> MATERIAL PROVIDED:
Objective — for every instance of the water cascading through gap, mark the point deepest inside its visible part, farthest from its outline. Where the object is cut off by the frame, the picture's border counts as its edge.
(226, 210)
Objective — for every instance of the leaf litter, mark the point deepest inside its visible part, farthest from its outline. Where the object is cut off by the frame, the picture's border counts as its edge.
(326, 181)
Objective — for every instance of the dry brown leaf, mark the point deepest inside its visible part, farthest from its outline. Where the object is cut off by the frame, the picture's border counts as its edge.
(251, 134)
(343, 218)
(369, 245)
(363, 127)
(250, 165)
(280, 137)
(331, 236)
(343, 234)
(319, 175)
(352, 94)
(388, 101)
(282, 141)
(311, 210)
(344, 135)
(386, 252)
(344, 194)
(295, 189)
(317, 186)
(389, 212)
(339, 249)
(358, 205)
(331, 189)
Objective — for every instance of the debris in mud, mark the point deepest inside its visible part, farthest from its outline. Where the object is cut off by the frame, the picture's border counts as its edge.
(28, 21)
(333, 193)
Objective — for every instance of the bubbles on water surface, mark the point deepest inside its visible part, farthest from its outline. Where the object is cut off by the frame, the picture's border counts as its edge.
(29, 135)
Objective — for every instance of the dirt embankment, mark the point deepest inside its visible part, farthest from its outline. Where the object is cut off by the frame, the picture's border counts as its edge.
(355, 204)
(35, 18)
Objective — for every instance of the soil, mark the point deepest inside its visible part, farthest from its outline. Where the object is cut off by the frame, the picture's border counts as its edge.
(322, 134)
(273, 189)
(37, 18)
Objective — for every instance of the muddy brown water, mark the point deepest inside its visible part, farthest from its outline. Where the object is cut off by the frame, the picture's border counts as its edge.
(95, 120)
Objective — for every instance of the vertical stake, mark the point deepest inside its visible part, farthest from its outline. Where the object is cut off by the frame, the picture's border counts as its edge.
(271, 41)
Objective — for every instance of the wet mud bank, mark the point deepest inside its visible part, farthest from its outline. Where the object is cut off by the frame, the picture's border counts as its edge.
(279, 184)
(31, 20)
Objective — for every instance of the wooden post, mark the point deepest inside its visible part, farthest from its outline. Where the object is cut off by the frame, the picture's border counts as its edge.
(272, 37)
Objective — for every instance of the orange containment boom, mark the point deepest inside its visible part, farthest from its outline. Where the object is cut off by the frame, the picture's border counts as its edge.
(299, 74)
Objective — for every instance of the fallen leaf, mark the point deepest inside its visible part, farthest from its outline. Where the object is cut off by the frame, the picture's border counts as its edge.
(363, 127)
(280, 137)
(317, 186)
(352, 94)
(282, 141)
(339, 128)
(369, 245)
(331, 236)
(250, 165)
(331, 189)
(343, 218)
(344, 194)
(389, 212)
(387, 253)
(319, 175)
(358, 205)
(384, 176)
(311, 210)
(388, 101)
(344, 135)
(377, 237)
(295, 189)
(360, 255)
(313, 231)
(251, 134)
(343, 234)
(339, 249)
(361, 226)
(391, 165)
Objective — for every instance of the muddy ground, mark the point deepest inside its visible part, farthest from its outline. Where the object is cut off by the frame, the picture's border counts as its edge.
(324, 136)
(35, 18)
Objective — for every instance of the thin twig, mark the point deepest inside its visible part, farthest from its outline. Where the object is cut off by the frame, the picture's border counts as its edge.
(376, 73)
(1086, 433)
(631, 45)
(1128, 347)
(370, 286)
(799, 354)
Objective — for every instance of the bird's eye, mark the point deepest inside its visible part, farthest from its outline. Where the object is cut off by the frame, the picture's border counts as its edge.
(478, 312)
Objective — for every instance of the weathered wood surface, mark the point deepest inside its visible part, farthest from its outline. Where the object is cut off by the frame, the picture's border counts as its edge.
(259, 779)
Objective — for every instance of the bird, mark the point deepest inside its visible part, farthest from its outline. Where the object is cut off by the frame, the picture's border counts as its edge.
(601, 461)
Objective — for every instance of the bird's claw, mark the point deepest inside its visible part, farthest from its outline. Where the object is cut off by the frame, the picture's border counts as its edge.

> SHORT TASK: Print, without any change, every line of the entries from the line containing "Objective — for every instance of the bird's eye, mark" through the final line of the entries, both included.

> WRITTEN SOLUTION:
Objective — for every instance of the bird's eye, mark the point deepest inside its visible part, farthest from its outline. Where the object is cut off by the frame, the picture's border counts as its edge.
(478, 312)
Objective — for every instance of the weathered wood surface, mark the point deepest inside its visible part, farthest from its outline. Where the object is cut off by the frame, the picture's border counts as its edge.
(259, 779)
Objective — for every instance of the bird, mark the point deepest inside its visible part, farthest from its outline. Where the object is cut off by the frame, the picture's border counts as its edge.
(601, 461)
Objective — for every instance of the bird's claw, mark the point deepest inside its visible part, farthest from its outline. Where the object is cut off by the frame, the picture's border counts as its edge.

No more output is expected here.